WORK ORDER:
In the entries below, find every line with the string "white" and copy it.

*** DATA FOR ANALYSIS

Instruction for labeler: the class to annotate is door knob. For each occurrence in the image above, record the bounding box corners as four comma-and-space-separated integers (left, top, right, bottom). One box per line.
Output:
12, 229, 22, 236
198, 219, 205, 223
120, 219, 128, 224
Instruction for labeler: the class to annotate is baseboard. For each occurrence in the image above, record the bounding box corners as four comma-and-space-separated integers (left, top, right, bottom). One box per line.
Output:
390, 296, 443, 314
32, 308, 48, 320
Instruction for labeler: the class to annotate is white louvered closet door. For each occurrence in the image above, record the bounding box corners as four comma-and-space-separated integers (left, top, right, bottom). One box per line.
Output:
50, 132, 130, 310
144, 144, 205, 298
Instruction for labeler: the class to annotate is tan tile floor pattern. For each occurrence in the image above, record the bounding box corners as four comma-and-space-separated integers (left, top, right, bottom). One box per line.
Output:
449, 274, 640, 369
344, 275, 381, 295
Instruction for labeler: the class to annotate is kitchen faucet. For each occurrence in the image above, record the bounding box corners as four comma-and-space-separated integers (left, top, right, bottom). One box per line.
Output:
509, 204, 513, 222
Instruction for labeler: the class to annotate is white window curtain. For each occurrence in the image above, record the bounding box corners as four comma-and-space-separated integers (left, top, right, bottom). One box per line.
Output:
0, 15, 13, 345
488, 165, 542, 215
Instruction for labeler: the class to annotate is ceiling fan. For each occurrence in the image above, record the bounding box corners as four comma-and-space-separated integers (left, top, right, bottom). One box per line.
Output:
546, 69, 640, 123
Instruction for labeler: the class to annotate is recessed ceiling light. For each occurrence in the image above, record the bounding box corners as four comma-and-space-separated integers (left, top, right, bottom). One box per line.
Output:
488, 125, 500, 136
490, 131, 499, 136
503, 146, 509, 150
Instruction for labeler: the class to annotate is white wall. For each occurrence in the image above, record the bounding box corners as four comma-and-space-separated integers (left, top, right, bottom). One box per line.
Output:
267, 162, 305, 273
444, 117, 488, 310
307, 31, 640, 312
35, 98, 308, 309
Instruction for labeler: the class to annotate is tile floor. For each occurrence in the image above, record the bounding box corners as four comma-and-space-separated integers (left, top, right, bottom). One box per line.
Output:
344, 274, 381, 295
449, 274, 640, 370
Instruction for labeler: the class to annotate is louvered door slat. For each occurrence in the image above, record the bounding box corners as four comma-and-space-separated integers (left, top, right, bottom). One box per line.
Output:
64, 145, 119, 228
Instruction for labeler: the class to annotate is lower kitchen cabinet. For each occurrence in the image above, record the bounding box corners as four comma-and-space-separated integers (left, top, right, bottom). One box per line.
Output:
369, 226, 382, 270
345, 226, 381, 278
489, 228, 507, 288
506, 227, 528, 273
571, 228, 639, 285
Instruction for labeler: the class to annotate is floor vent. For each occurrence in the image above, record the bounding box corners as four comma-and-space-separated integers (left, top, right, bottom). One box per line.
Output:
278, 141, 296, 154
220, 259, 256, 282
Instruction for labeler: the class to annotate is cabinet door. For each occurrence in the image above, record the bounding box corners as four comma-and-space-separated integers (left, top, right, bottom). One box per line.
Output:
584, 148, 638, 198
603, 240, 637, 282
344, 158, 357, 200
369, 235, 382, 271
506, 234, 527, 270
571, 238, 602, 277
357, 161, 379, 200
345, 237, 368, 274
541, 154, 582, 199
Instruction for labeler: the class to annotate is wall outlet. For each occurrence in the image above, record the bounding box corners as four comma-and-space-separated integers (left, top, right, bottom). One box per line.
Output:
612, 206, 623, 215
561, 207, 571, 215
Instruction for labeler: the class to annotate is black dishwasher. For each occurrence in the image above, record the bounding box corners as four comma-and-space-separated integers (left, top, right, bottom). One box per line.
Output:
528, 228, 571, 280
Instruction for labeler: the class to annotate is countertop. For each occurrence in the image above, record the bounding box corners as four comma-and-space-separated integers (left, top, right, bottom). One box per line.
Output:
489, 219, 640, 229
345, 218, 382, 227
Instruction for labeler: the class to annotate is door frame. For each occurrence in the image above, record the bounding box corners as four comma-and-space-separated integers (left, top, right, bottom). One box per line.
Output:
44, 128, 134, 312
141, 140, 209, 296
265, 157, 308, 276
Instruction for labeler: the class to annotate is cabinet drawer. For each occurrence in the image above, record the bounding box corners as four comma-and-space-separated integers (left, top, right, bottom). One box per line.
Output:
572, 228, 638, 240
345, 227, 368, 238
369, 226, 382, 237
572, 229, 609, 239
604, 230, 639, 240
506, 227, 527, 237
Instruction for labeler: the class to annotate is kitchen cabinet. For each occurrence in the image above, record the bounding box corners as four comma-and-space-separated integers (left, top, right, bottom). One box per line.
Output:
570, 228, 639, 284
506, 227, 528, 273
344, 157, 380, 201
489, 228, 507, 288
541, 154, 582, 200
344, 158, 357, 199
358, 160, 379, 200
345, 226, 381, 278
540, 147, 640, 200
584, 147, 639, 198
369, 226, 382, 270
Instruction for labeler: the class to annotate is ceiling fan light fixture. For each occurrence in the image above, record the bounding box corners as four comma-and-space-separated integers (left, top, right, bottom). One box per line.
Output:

******

SOLUTION TO THIS PROBLEM:
Instruction for labeler: the class to annotate is white louvered closet door. For each occurrence in the image above, record the bounding box corners as four comma-and-space-separated integers (left, top, right, bottom). One box per line.
Instruction for labeler: the class to annotate is white window curtain. For each occurrence in the image above, record the bounding box corners as four comma-and-space-separated integers (left, top, right, bottom). One box per line.
Instruction for labeler: the class to annotate is white wall. For each occurrence in the image above, record the bounding box corners as four comma-and-space-separated integers (left, top, right, bottom). One box per line.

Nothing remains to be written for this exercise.